--- BEGIN Records to use ---

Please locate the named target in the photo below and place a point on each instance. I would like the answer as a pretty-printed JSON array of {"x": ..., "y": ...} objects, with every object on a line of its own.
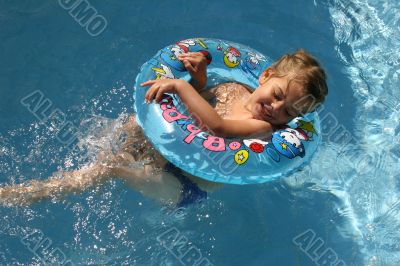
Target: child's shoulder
[{"x": 230, "y": 88}]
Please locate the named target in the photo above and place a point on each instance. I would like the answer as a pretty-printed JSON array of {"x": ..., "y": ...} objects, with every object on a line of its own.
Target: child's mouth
[{"x": 264, "y": 111}]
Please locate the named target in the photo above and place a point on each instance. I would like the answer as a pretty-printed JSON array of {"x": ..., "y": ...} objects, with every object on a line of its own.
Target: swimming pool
[{"x": 345, "y": 204}]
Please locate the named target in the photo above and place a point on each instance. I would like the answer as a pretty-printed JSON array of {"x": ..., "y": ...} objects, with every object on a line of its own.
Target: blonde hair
[{"x": 305, "y": 70}]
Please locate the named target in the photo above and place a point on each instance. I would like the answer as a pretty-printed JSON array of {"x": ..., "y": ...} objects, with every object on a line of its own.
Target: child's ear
[{"x": 265, "y": 75}]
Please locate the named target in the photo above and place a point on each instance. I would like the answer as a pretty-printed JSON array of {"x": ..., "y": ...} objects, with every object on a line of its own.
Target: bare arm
[{"x": 200, "y": 110}]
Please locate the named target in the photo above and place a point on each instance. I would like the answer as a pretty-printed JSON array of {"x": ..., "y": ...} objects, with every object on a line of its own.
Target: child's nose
[{"x": 277, "y": 107}]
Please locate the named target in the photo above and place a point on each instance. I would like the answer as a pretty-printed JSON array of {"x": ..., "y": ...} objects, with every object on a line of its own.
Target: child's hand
[
  {"x": 196, "y": 64},
  {"x": 159, "y": 87}
]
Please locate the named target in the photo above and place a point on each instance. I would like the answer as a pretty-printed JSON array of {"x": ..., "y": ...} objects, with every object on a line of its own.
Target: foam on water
[{"x": 367, "y": 34}]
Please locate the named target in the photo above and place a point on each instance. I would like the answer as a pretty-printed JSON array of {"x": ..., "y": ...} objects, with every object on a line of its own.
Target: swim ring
[{"x": 228, "y": 160}]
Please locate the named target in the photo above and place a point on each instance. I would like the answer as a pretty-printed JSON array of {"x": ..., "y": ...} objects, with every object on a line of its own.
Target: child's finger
[
  {"x": 188, "y": 66},
  {"x": 159, "y": 95},
  {"x": 148, "y": 83},
  {"x": 150, "y": 94}
]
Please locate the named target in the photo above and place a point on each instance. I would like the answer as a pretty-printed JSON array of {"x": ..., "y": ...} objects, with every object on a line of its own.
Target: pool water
[{"x": 342, "y": 209}]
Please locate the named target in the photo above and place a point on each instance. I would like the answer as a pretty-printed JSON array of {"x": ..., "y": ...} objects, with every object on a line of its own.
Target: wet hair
[{"x": 305, "y": 70}]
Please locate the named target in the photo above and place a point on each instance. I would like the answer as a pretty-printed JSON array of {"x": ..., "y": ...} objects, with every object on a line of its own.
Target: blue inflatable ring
[{"x": 236, "y": 161}]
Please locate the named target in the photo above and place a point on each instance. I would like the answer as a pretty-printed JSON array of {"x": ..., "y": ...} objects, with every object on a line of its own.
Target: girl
[{"x": 293, "y": 85}]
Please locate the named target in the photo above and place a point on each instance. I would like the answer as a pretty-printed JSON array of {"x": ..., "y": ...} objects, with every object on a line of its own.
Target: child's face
[{"x": 273, "y": 101}]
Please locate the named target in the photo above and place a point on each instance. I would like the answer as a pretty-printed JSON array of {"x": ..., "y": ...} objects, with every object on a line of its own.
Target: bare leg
[
  {"x": 59, "y": 184},
  {"x": 143, "y": 173}
]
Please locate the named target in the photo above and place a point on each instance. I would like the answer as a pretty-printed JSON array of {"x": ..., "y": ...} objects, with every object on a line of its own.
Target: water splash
[{"x": 369, "y": 29}]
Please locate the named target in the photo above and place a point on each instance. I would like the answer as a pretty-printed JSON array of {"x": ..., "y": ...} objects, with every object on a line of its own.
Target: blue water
[{"x": 346, "y": 202}]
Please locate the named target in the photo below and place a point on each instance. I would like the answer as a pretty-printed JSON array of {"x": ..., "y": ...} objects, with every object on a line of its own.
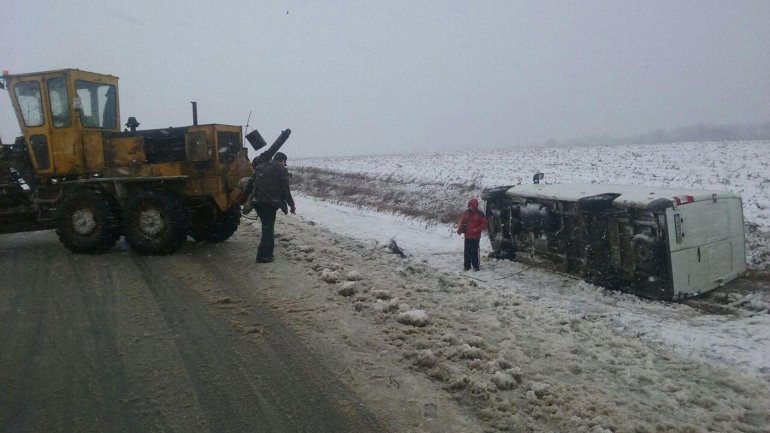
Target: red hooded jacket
[{"x": 474, "y": 222}]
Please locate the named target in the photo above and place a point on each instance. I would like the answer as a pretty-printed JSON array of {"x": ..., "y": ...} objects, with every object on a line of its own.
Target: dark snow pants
[
  {"x": 471, "y": 254},
  {"x": 266, "y": 213}
]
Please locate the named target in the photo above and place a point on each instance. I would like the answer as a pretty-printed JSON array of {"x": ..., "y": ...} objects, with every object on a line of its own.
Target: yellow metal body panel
[{"x": 73, "y": 149}]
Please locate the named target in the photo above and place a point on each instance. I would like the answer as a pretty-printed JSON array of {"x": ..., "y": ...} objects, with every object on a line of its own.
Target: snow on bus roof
[{"x": 631, "y": 195}]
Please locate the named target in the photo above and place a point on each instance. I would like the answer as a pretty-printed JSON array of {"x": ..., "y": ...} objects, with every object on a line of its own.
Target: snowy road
[{"x": 741, "y": 342}]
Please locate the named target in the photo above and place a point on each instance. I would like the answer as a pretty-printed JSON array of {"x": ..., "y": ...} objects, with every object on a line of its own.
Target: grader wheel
[
  {"x": 88, "y": 221},
  {"x": 156, "y": 222}
]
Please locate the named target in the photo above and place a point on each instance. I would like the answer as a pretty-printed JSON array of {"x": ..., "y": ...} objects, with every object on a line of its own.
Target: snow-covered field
[
  {"x": 739, "y": 167},
  {"x": 506, "y": 292}
]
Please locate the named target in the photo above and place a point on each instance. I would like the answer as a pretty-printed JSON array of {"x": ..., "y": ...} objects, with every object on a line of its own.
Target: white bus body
[{"x": 661, "y": 243}]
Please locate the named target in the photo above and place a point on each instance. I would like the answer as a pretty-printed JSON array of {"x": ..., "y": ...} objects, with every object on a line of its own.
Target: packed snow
[{"x": 575, "y": 330}]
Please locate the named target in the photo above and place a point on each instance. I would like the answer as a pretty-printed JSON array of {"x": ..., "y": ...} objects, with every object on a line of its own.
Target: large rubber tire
[
  {"x": 156, "y": 222},
  {"x": 88, "y": 221},
  {"x": 217, "y": 226}
]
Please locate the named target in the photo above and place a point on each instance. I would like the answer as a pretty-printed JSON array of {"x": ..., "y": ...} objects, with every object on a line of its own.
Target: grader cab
[{"x": 73, "y": 169}]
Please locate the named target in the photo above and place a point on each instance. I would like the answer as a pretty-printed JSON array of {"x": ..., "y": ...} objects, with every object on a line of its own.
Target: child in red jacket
[{"x": 473, "y": 223}]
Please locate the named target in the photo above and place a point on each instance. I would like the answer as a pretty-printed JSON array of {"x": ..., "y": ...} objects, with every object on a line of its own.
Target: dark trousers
[
  {"x": 266, "y": 214},
  {"x": 471, "y": 254}
]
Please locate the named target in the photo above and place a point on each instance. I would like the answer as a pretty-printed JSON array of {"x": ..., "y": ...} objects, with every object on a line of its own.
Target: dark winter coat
[
  {"x": 472, "y": 224},
  {"x": 270, "y": 185}
]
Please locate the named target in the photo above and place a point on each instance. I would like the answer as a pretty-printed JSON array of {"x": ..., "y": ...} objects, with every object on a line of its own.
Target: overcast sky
[{"x": 366, "y": 77}]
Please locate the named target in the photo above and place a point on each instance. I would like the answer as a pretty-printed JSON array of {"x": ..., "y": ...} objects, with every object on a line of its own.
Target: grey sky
[{"x": 364, "y": 77}]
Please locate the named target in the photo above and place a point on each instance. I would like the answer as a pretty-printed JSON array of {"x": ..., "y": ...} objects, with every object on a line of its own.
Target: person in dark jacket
[
  {"x": 472, "y": 224},
  {"x": 270, "y": 192}
]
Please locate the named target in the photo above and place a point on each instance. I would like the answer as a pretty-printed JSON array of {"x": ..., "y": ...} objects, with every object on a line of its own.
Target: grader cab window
[
  {"x": 30, "y": 102},
  {"x": 57, "y": 97},
  {"x": 98, "y": 104}
]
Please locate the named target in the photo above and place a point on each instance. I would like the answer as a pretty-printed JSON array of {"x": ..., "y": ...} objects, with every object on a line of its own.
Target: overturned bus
[{"x": 658, "y": 243}]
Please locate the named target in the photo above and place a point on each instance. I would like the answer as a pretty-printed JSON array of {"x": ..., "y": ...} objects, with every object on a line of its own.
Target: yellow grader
[{"x": 74, "y": 170}]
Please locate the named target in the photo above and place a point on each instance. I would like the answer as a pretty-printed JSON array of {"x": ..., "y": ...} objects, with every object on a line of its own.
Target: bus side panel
[{"x": 707, "y": 245}]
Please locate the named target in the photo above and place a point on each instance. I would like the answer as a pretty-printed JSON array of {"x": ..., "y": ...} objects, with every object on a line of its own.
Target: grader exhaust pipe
[{"x": 257, "y": 142}]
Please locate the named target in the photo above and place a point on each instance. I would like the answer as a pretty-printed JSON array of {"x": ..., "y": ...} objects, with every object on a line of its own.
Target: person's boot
[
  {"x": 269, "y": 252},
  {"x": 260, "y": 254}
]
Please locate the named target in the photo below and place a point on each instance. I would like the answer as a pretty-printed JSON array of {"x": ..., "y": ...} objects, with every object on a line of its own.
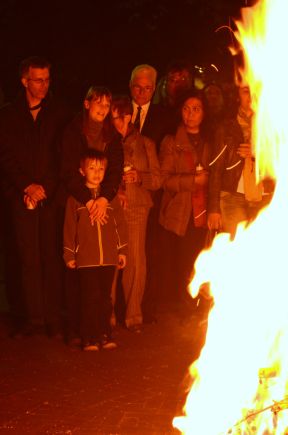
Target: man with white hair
[{"x": 151, "y": 119}]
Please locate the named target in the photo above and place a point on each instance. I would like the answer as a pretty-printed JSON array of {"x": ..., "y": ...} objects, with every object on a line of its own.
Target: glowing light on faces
[
  {"x": 142, "y": 88},
  {"x": 93, "y": 171},
  {"x": 248, "y": 325},
  {"x": 98, "y": 108},
  {"x": 37, "y": 84},
  {"x": 192, "y": 114}
]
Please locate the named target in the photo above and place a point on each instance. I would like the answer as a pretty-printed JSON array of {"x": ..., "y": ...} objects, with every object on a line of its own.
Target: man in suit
[
  {"x": 153, "y": 121},
  {"x": 30, "y": 131}
]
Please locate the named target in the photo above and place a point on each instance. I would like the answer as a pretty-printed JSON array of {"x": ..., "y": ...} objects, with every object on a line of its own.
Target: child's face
[
  {"x": 98, "y": 108},
  {"x": 93, "y": 171}
]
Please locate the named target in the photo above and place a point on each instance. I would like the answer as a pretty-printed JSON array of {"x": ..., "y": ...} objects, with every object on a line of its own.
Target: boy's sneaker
[
  {"x": 108, "y": 343},
  {"x": 91, "y": 347}
]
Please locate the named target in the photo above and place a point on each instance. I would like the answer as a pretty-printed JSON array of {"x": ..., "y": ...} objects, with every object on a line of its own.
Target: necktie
[{"x": 137, "y": 119}]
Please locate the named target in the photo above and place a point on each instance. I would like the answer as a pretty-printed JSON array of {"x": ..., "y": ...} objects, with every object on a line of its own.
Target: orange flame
[{"x": 248, "y": 325}]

--- END Records to use ---

Directive ::
Find each line in the data above that contains the word "water" and copy those lines out.

Finished exercise ::
Target: foam on water
Target: pool water
Target: water splash
Target: blue water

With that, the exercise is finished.